-- BEGIN EXTRACTED INFORMATION --

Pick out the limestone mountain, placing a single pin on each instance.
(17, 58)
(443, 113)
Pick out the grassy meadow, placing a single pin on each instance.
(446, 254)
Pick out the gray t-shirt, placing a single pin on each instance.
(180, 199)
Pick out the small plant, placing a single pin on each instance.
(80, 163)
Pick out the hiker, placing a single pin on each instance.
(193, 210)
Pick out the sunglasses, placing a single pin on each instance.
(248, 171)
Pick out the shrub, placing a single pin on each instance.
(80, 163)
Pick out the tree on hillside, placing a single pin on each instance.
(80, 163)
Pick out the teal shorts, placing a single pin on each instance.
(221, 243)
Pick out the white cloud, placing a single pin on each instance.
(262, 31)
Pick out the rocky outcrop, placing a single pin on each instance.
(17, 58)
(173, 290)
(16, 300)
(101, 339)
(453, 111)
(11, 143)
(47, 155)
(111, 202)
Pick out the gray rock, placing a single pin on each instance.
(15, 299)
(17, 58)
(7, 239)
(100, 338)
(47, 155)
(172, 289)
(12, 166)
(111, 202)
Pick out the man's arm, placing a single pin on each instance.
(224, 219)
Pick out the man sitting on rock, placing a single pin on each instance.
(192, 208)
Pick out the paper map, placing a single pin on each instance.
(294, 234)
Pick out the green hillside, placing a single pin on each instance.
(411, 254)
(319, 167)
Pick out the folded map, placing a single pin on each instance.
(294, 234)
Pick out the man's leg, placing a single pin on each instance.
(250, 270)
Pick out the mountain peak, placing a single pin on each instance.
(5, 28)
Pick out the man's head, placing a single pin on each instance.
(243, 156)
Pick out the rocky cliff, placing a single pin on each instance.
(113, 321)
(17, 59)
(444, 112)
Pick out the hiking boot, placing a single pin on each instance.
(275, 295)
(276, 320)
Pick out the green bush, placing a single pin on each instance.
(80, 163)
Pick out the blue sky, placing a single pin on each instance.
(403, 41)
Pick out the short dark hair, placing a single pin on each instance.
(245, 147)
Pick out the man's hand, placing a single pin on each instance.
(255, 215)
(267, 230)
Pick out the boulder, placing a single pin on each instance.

-- END EXTRACTED INFORMATION --

GIVEN TASK :: Please copy the stretch of rows from the line containing "Pick out the rocky outcrop, placing" through the last row, unchanged.

THE OUTPUT ::
Pick out the rocky outcrop, placing a single pin on each instance.
(17, 58)
(173, 290)
(16, 300)
(101, 339)
(453, 111)
(11, 143)
(47, 155)
(111, 202)
Pick out the gray rock, placing a single pin on each instance.
(15, 299)
(17, 58)
(7, 239)
(100, 338)
(47, 155)
(172, 289)
(12, 166)
(111, 202)
Pick out the man's arm, placing a single pin on each instance.
(224, 219)
Pick out the man sitting on rock, placing a single pin on each instance.
(192, 208)
Pick out the paper map, placing a single pin on each instance.
(294, 234)
Pick out the green hillside, placing a single pin on each instance.
(411, 254)
(319, 167)
Pick out the folded map, placing a single pin on each instance.
(294, 234)
Pick out the man's leg, placing a single pin on each instance.
(250, 270)
Pick out the mountain peak, placing a single pin on each instance.
(5, 28)
Pick out the man's head, placing a single pin on each instance.
(243, 156)
Pick out the rocky cliff, placing a single pin on each instance.
(113, 321)
(17, 59)
(444, 112)
Pick out the hiking boot, placing a single pin on each instance.
(275, 295)
(276, 320)
Pick out the green bush, placing a single pin on each instance.
(80, 163)
Pick out the blue sky, placing a single pin on each instance.
(403, 41)
Pick out the short dark hair, placing a single pin on each instance.
(245, 147)
Pick out the man's hand, placing a single pin on each instance.
(255, 215)
(267, 230)
Pick out the boulder, placing a single pin on each instance.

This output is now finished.